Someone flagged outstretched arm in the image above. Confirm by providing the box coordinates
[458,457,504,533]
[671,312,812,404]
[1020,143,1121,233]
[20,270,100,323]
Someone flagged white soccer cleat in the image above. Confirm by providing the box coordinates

** Exercise aim **
Pull out every row above that contains the word "image", matching its letter case, and copy each one in full.

** Written answer **
Someone flagged outstretched arm in the image above. Confirm by providing the box coordinates
Someone flagged white soccer cleat in the image above. Confirm by providing the box coordinates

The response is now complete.